<<<<
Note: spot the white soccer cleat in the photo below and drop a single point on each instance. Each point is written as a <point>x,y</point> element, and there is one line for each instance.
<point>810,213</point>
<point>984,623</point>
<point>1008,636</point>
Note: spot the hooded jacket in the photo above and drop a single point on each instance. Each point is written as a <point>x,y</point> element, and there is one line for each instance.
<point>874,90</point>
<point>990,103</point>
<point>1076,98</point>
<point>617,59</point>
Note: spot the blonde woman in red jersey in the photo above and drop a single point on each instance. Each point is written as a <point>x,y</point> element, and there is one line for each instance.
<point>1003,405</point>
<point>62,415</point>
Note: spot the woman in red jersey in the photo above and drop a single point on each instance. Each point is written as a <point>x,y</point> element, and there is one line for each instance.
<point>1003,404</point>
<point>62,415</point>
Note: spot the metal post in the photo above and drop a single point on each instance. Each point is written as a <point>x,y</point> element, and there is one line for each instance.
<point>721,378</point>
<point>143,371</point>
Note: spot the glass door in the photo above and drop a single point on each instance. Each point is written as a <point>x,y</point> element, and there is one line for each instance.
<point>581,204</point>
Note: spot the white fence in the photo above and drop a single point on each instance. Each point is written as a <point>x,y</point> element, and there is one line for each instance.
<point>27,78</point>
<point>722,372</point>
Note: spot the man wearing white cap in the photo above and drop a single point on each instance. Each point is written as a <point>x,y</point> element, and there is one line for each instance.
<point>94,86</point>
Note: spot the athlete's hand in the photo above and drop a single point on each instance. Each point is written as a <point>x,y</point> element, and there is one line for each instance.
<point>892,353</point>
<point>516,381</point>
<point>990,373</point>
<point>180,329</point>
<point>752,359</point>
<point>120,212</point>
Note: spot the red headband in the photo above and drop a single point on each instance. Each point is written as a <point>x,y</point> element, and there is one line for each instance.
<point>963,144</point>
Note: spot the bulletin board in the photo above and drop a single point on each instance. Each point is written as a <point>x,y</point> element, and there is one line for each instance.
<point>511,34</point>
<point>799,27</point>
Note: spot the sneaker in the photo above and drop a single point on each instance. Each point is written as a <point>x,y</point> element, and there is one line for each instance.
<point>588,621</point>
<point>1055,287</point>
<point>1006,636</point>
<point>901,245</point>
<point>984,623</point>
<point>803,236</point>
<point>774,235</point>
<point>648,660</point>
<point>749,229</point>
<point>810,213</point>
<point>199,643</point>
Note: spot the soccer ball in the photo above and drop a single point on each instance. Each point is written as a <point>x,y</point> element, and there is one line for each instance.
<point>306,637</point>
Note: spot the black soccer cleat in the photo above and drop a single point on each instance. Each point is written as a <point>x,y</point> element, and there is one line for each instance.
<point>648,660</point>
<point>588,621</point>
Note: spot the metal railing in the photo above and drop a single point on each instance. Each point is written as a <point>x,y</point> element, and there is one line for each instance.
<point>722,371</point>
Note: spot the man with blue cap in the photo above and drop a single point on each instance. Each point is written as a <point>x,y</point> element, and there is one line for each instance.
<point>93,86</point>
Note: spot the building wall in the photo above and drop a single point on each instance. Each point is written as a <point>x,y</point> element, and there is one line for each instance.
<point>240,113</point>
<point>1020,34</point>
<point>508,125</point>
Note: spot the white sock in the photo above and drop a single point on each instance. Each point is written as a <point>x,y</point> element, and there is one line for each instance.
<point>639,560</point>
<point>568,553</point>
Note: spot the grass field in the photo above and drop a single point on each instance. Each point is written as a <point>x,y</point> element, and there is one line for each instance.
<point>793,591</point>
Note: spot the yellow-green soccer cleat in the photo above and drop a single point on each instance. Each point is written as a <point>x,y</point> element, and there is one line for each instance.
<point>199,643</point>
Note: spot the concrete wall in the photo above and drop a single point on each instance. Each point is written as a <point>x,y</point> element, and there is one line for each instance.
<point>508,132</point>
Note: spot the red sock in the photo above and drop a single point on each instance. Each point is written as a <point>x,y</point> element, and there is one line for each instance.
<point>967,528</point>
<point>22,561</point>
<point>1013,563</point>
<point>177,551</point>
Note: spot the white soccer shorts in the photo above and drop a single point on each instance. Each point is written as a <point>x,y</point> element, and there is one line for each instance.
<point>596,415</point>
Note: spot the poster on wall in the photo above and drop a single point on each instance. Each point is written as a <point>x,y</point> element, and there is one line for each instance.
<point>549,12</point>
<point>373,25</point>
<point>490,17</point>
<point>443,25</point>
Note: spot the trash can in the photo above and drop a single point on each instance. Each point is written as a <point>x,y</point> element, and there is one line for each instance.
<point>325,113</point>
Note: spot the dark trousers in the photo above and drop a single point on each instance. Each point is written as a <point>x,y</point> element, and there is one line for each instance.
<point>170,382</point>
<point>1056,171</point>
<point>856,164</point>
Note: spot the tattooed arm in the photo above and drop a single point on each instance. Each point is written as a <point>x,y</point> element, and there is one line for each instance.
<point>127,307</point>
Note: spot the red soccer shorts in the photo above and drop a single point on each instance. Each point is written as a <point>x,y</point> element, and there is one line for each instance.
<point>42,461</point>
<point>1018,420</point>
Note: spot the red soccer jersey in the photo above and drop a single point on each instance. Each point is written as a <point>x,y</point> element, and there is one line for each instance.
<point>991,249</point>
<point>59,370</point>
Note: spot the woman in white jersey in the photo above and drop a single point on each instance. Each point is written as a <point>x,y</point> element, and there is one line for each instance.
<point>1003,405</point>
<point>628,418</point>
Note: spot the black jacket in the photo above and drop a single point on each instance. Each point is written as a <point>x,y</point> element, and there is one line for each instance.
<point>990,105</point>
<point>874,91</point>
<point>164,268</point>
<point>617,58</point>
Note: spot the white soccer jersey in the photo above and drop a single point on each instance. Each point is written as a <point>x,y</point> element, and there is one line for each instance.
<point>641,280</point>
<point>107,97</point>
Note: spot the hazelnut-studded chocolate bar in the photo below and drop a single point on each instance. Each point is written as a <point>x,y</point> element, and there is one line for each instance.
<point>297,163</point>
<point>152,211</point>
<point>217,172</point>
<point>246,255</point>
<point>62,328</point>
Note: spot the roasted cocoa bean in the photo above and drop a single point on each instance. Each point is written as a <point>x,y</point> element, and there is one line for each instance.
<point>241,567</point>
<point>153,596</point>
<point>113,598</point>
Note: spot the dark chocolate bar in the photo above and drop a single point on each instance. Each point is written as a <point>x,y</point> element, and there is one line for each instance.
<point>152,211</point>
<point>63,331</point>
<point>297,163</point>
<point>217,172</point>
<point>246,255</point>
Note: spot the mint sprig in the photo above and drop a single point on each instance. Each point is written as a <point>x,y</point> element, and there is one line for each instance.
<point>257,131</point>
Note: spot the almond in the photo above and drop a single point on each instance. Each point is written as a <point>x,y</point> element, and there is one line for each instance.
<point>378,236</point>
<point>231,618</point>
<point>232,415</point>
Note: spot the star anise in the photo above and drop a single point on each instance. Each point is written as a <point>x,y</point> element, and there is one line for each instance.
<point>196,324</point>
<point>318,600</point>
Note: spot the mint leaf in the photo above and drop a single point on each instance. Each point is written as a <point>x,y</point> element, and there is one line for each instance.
>>>>
### [Problem]
Rewrite every record, replacing "drop a single point" with "place one point" and leaving everything else unchanged.

### [Exercise answer]
Note: spot the white soccer cleat in the photo below and place one point on each instance. Each point is written as a <point>x,y</point> element, and there is one line for each instance.
<point>810,213</point>
<point>984,623</point>
<point>1008,636</point>
Note: spot the hooded jacket in the photo above and place one point on each instance. Each point is written as a <point>x,y</point> element, and there is one line for each instance.
<point>874,90</point>
<point>990,103</point>
<point>1076,98</point>
<point>617,59</point>
Note: spot the blonde woman in red jersey in the photo above and place one point on each instance. Each point is written as a <point>x,y</point> element, and there is one line for each instance.
<point>1003,405</point>
<point>62,415</point>
Note: spot the woman in red jersey in the photo above and place one point on each instance. Each point is written as a <point>x,y</point> element, and there is one line for each instance.
<point>1003,404</point>
<point>62,415</point>
Note: spot the metal post in the photo above and place one point on each instance. Each point is written as a <point>x,y</point> element, and there is one line for each instance.
<point>721,378</point>
<point>143,371</point>
Note: spot the glass door in the photo above and place one point on each instance. Each point is written as a <point>x,y</point> element, and there is one line for each instance.
<point>581,204</point>
Note: spot the white fence in the photo above and place one point on each instance. Each point is written as a <point>x,y</point> element, and there is one line for each instance.
<point>27,78</point>
<point>722,372</point>
Note: spot the man wearing white cap in the photo above and place one point on each instance. Each point is written as a <point>x,y</point> element, and there is one line for each instance.
<point>94,86</point>
Note: spot the athlete's hand in the photo above and place one point on each instance. Each point is written as a <point>x,y</point> element, and there is one line for each instance.
<point>892,353</point>
<point>516,381</point>
<point>990,373</point>
<point>180,329</point>
<point>752,359</point>
<point>120,212</point>
Note: spot the red headband in the photo above and place one point on each instance. Each point is written as a <point>x,y</point> element, and there is one line for each instance.
<point>963,144</point>
Note: spot the bulletin board in the photo above and place one point on each instance. Each point is written as a <point>x,y</point> element, and there is one line for each instance.
<point>511,34</point>
<point>799,27</point>
Note: spot the sneaker in the photo above and place one point on each instance. Each point is written as a <point>x,y</point> element, and there is one line for each instance.
<point>588,621</point>
<point>1055,287</point>
<point>1006,636</point>
<point>901,245</point>
<point>984,623</point>
<point>803,236</point>
<point>774,235</point>
<point>648,660</point>
<point>749,229</point>
<point>810,213</point>
<point>199,643</point>
Note: spot the soccer ball in the photo above and place one point on each instance. Each point is written as a <point>x,y</point> element, and there is one line for each instance.
<point>306,637</point>
Note: spot the black soccer cleat in the photo above and place one point on each instance. Each point is written as a <point>x,y</point> element, and there is one line for each instance.
<point>648,660</point>
<point>588,621</point>
Note: spot the metal railing in the photo above and place one point on each instance. Each point is written as a <point>x,y</point> element, and there is one line for each instance.
<point>722,371</point>
Note: spot the man with blue cap in the photo above and place one point on each instance. Each point is written as a <point>x,y</point> element, and there is one line for each instance.
<point>93,86</point>
Note: spot the building wall in the photo above and place one point on each instance. Each point is written as a <point>x,y</point> element, and there is one line for each instance.
<point>240,113</point>
<point>1020,34</point>
<point>508,125</point>
Note: spot the white sock in the photo above and place one point on each instance. Each point is written as a <point>x,y</point> element, and there is one line for each instance.
<point>639,560</point>
<point>568,553</point>
Note: spot the grass field in the photo above and place one point on each instance. Each point is written as a <point>x,y</point> element, and there is one line for each instance.
<point>793,591</point>
Note: spot the yellow-green soccer cleat in the photo above and place one point on each instance. Each point is written as a <point>x,y</point> element, and there is one line for each instance.
<point>199,643</point>
Note: spot the concrete wall in the photo above and place one point on each instance. Each point is written as a <point>x,y</point> element, and there is one line for each instance.
<point>508,132</point>
Note: spot the red sock in the photo above and place one point on each instance. Each point is written as a <point>x,y</point> element, and there is one line for each instance.
<point>967,528</point>
<point>22,561</point>
<point>1013,563</point>
<point>177,551</point>
Note: spot the white soccer shorts in the photo above and place one point on each instance. Each point is written as a <point>x,y</point> element, and there is one line for each instance.
<point>596,415</point>
Note: spot the poster on wall in the photo above and place one point on each instance. Each point is written as a <point>x,y</point> element, and there is one line for each instance.
<point>549,12</point>
<point>373,25</point>
<point>490,17</point>
<point>443,25</point>
Note: spot the trash can in the photo above and place one point on each instance. Each point is written as a <point>x,y</point> element, and there is one line for each instance.
<point>325,113</point>
Note: spot the dark trousers in the photo above and place one point on each instance. Each point is written as a <point>x,y</point> element, and there is one line for each instance.
<point>170,382</point>
<point>1056,171</point>
<point>856,164</point>
Note: spot the tattooed arm in the photo above and place one point on each instance. Each point is written as a <point>x,y</point> element, and there is one line for each instance.
<point>127,307</point>
Note: spot the red soccer shorts in the photo above and place one point on each instance. Each point is written as a <point>x,y</point> element, and there is one line for each instance.
<point>42,461</point>
<point>1018,420</point>
Note: spot the red soccer jersey in the photo above and place one point on each instance. Each point is written as a <point>x,y</point> element, and there is one line for each instance.
<point>991,249</point>
<point>59,370</point>
Note: spot the woman in white jersey in the photo above and place one point on each instance. Each point is written as a <point>x,y</point> element, and there is one line for each instance.
<point>1003,405</point>
<point>628,418</point>
Note: spot the black jacket in the photo above and place one point on each instance. Each point is written as a <point>x,y</point> element, and there is one line for each instance.
<point>990,105</point>
<point>874,91</point>
<point>164,268</point>
<point>617,58</point>
Note: spot the white soccer jersey in the photo above and place one point on each instance. Each point is written as a <point>x,y</point> element, and there is one line for each instance.
<point>641,280</point>
<point>107,97</point>
Note: spot the hazelnut-studded chocolate bar in the photo below and place one point on each instance. Each point is written as a <point>x,y</point> element, and there is one line for each instance.
<point>297,163</point>
<point>152,211</point>
<point>217,172</point>
<point>246,255</point>
<point>62,328</point>
Note: spot the roasted cocoa bean in the photo above and place one point on each instance. Each point is written as a <point>x,y</point> element, and there is one line for each instance.
<point>241,567</point>
<point>153,596</point>
<point>113,598</point>
Note: spot the dark chocolate bar in the photo above and place one point on each instance. Each point is written as a <point>x,y</point> element, and there is one line for each instance.
<point>152,211</point>
<point>63,331</point>
<point>297,163</point>
<point>217,172</point>
<point>246,255</point>
Note: spot the mint sprig in the photo above and place one point on each instance. Each point is written as a <point>x,y</point> element, and there is one line for each instance.
<point>257,131</point>
Note: spot the almond in the photo above and place one point on each instance. Each point is written as a <point>x,y</point> element, and there is one line for each instance.
<point>378,236</point>
<point>231,618</point>
<point>232,415</point>
Note: spot the star anise in the photo above and place one point on each instance. Each point is written as a <point>x,y</point> element, and there is one line for each instance.
<point>196,324</point>
<point>318,600</point>
Note: spot the mint leaf in the photo above and place one point on each instance. Each point is written as a <point>x,y</point> element, and there is one line for each instance.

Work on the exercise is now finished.